SHORT TASK A :: How many lines in the rows contain the string "white"? Case counts; give only the number.
====== READING PASSAGE ======
The crucial role of inspirational and powerful leaders in conservation

What makes conservation work? Among all the many questions that conservationists want answered, this one is at the heart of our day-to-day work. We invest endlessly, try countless strategies, develop the most intricate tools for planning and analysis, but our successes are limited—at least in places like Borneo where forests are still disappearing at an alarming rate.

Still the successes are there. They are often small, easily overlooked and they don’t even get that much attention. The Wehea area in East Kalimantan, Indonesia is one of them. I recently heard a story about the customary law leader of the Wehea people, Mr. Let Djitaq preventing the entry of illegal loggers into Wehea, despite their significant bribery efforts. Let Djitaq has been a driving force behind the crucial community involvement and support in Wehea’s protection. In fact, it seems that this one man was critical to Wehea’s success.

I know several additional examples from Kalimantan and other places in the world where conservation successes depended to a very great extent on the vision and commitment of only one or two people. Successes in those projects did not depend on large amounts of funding. But they were determined by a single-mindedness and a never-say-die attitude, with which not even the most forceful Bruce Willis movies can compete. (I thought of Bruce Willis after watching Live Free or Die Hard: “Matt Farrell (Justin Long, the computer guy): "You just killed that helicopter with a car." McClane (Bruce Willis): "I was out of bullets.")

This raises the question of how important such charismatic and powerful leaders are in conservation. A quick search in my trusted science databases on various combinations of “conservation”, “leader”, “leadership” revealed only one slightly relevant publication about leadership in the US forest service. Apparently, this issue is not much studied. I wonder why.

Maybe the cult of personage does not suit today’s scientific frame of mind from which much conservation thinking seems to derive. We do our thing, because we are confident that there is a need for conservation that should be obvious to everyone. After all the facts are there to see.
====== DATASET EXCERPTS ======
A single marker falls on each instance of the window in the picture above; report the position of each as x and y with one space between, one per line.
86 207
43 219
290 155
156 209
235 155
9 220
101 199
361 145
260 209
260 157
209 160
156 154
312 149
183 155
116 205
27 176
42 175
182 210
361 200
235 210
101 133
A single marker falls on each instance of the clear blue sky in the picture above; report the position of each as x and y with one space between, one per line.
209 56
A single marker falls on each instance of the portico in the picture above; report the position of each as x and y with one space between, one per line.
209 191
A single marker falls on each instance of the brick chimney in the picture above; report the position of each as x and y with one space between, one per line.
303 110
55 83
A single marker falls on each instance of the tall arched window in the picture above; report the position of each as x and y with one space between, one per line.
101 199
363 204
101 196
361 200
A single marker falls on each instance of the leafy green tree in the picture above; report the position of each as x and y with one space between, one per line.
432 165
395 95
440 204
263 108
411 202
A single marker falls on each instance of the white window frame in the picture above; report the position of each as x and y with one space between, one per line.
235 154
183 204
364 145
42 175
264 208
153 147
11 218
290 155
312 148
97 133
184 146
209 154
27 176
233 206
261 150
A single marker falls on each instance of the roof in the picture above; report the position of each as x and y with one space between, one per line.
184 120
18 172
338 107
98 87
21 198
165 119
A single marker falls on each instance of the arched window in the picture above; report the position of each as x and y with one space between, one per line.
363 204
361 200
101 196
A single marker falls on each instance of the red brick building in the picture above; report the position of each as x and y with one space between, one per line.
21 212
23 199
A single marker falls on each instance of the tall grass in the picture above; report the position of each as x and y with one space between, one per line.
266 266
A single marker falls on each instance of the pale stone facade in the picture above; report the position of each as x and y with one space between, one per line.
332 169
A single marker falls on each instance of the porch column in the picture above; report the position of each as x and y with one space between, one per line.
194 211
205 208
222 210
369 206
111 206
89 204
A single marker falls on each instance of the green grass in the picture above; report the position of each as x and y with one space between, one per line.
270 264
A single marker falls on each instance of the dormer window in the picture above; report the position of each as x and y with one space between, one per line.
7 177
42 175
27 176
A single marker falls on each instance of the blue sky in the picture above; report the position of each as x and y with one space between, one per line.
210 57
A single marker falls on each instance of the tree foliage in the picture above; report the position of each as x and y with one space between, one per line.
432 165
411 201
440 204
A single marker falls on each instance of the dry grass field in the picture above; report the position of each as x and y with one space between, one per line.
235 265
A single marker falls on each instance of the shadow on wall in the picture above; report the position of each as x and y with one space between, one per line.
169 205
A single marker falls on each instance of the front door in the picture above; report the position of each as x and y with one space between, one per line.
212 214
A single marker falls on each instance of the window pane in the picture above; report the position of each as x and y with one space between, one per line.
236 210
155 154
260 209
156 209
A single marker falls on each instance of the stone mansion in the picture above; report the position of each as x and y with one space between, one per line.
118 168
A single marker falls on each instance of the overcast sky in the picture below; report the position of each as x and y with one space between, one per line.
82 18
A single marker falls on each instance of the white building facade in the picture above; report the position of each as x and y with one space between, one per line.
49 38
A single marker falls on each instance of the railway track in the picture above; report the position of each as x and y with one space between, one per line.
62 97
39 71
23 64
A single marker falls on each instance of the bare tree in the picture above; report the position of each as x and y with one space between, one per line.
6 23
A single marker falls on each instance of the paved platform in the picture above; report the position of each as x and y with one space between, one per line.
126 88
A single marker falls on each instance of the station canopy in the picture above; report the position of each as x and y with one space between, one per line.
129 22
======
SHORT TASK B ::
Answer these questions from the passage on conservation leaders:
(i) Who is the customary law leader of the Wehea people?
(ii) What did the author's search of science databases turn up?
(iii) After watching which movie did the author think of Bruce Willis?

EXERCISE SOLUTION A :: 2

EXERCISE SOLUTION B ::
(i) Mr. Let Djitaq
(ii) Only one slightly relevant publication, about leadership in the US forest service
(iii) Live Free or Die Hard